_EXERCISE PROMPT:_ Only those lines running from the line that contains "[locate] stone pillar" through the end of the material are to be written out, each exactly as shown.

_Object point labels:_
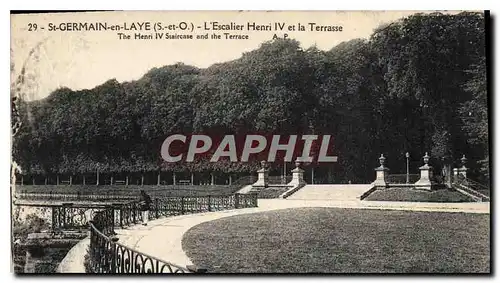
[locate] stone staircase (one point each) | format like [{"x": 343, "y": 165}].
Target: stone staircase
[{"x": 331, "y": 192}]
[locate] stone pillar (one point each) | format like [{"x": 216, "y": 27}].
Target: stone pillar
[
  {"x": 262, "y": 176},
  {"x": 462, "y": 170},
  {"x": 297, "y": 176},
  {"x": 425, "y": 182},
  {"x": 381, "y": 173}
]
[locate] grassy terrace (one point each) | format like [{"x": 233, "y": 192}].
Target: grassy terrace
[
  {"x": 407, "y": 194},
  {"x": 334, "y": 240}
]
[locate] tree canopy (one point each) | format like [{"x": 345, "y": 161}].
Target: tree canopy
[{"x": 416, "y": 85}]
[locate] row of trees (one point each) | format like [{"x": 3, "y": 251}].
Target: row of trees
[{"x": 417, "y": 85}]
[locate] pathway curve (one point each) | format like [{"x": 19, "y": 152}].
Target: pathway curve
[{"x": 162, "y": 238}]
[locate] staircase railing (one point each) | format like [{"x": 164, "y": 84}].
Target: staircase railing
[
  {"x": 471, "y": 188},
  {"x": 106, "y": 255}
]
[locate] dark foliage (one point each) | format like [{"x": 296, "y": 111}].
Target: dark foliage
[{"x": 416, "y": 85}]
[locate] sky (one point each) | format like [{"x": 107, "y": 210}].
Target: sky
[{"x": 84, "y": 59}]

_OUTPUT FOR THIS EXERCISE:_
[locate] stone pillar (one point each) | format like [{"x": 216, "y": 27}].
Target: stone pillar
[
  {"x": 262, "y": 176},
  {"x": 462, "y": 170},
  {"x": 297, "y": 176},
  {"x": 425, "y": 182},
  {"x": 381, "y": 173}
]
[locate] grassy terrace (one point each) | format like [{"x": 233, "y": 192}].
Target: grassy terrace
[
  {"x": 407, "y": 194},
  {"x": 334, "y": 240}
]
[locate] tree canopy (one point each) | format like [{"x": 345, "y": 161}].
Target: tree canopy
[{"x": 416, "y": 85}]
[locate] row of trees (one point each) | format like [{"x": 3, "y": 251}].
Target: row of trees
[{"x": 417, "y": 85}]
[locate] pathway curve (one point each) | format like [{"x": 19, "y": 152}].
Target: pathway curve
[{"x": 162, "y": 238}]
[locate] staircase railing (one point each) | format like [{"x": 164, "y": 84}].
Target: staircase railing
[
  {"x": 471, "y": 188},
  {"x": 106, "y": 255}
]
[locate] dark foliage (one point each) | format like [{"x": 296, "y": 111}].
Target: dark foliage
[{"x": 416, "y": 85}]
[locate] sky (one point each) | format like [{"x": 107, "y": 210}].
Target: sky
[{"x": 84, "y": 59}]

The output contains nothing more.